* STATED EXERCISE 1 *
Write out the records that come after the wood heater thread below, word for word and line for line, leaving out the pictures.

* SUPPLIED PASSAGE *
⁂
# Forum More Stuff Debate & Technical Discussion  Wood Heater   Convection or Radiant

## Waznme

G'Day all, 
We are in the process of building a new house and I have always wanted a fire type heater.  I want to get a freestanding one and it does not have to be very big as we live about 200k North of Brisbane and even what we call cold is not really all that bad. 
I went to a place in Gympie and looked at a few but what has me a bit puzzled is that they tell me that with our cathedral ceiling in the living/dining area and 2.7 metre ceiling in the rest of the house, that I should not get the fan forced convection type as all the heat will accumulate in the high part of the room. 
What I can't understand is that the fan forced should be any worse than the radiant.  Surely hot air rises no matter where it comes from.   And the cathedral area will have a 2.4metre fan which is reversible.  That should take care of air circulation. 
Can anyone explain to me why I should only get a radiant heater?   Why not choose from either type. 
Thanks for any assistance. 
Waz

----------


## Uncle Bob

I didn't know there was two different types. But if you have ceiling fans this shouldn't be an issue anyway.
Anyway a radiant heater attempts to give off it's heat energy in light or near visible light (infra-red). 
A convection heater uses the principal of heat rises. Panel heaters are a form of convection heating.
I think as long has it has plenty of glass on it and if possible three sides, then you will feel the warmth by radiance.

----------


## David.Elliott

We have a fan forced wood heater, and AFAIK the fan assists by pushing the heat out further before rising. We can definitely feel the difference...with the fan off or on...

----------


## toooldforthis

my (limited) & fundamental understanding is the radiant are single skin and the convection are double skin or baffled - or to that effect
so the radiant metal heats up and radiates the heat.
the convection inside skin heats and the air is circulated between the skins via convection currents.
therefore the radiant heaters are a bit more hot to the touch and the safety aspect of that. Or the radiant heater is more of a hot spot and the convection heat more subtle. 
some use electric fans to force the convection tho I have had some that just use the double skin.
I had a fan one in another place and it was good at circulating the heat.
at the moment I have a small double skin, a Warmray, and it puts out a nice warmth. 
I have always used ceiling fans in conjunction with the wood heaters and they make a significant impact. 
I would use a convection in preference to a radiant as I suspect they burn the fuel more efficiently as well. 
anyway that is my experience. I could talkin out my ass.

----------


## Uncle Bob

> anyway that is my experience.

  Sounds pretty good to me TOFT

----------


## Waznme

Thanks for the input.   Not a lot wiser.   Still not sure what I will get.   Still not convinced it makes much difference.  I have a few months to decide.

----------


## webtubbs

Radiant heaters warm you directly by radiating heat. Convection heaters warm and circulate the air which then warms you. As hot air rises, a convection heater has to warm the air from the top down which will take a while (unless you use a ceiling fan to push and circulate it back down). You will feel the warmth from a radiant heater much sooner.

----------
⁂
* PROVIDED DATA *
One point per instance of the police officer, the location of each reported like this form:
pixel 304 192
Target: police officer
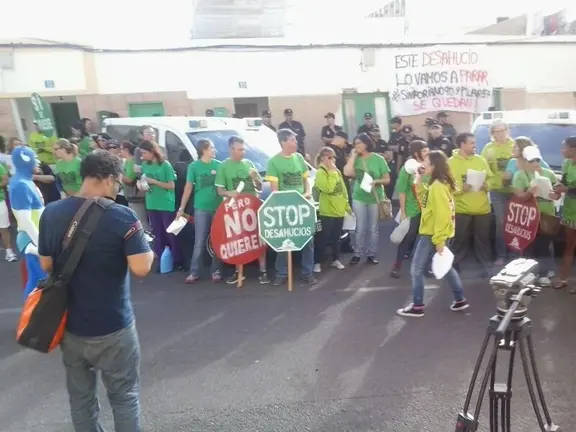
pixel 267 119
pixel 329 131
pixel 368 123
pixel 296 127
pixel 437 140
⁂
* STATED EXERCISE 2 *
In the wood heater thread, how large is the reversible fan planned for the cathedral area?

* FINAL RESULT 1 *
One point per instance of the police officer, the location of each reported like this form:
pixel 304 192
Target: police officer
pixel 267 119
pixel 329 131
pixel 368 123
pixel 296 127
pixel 437 140

* FINAL RESULT 2 *
It is a 2.4 metre fan.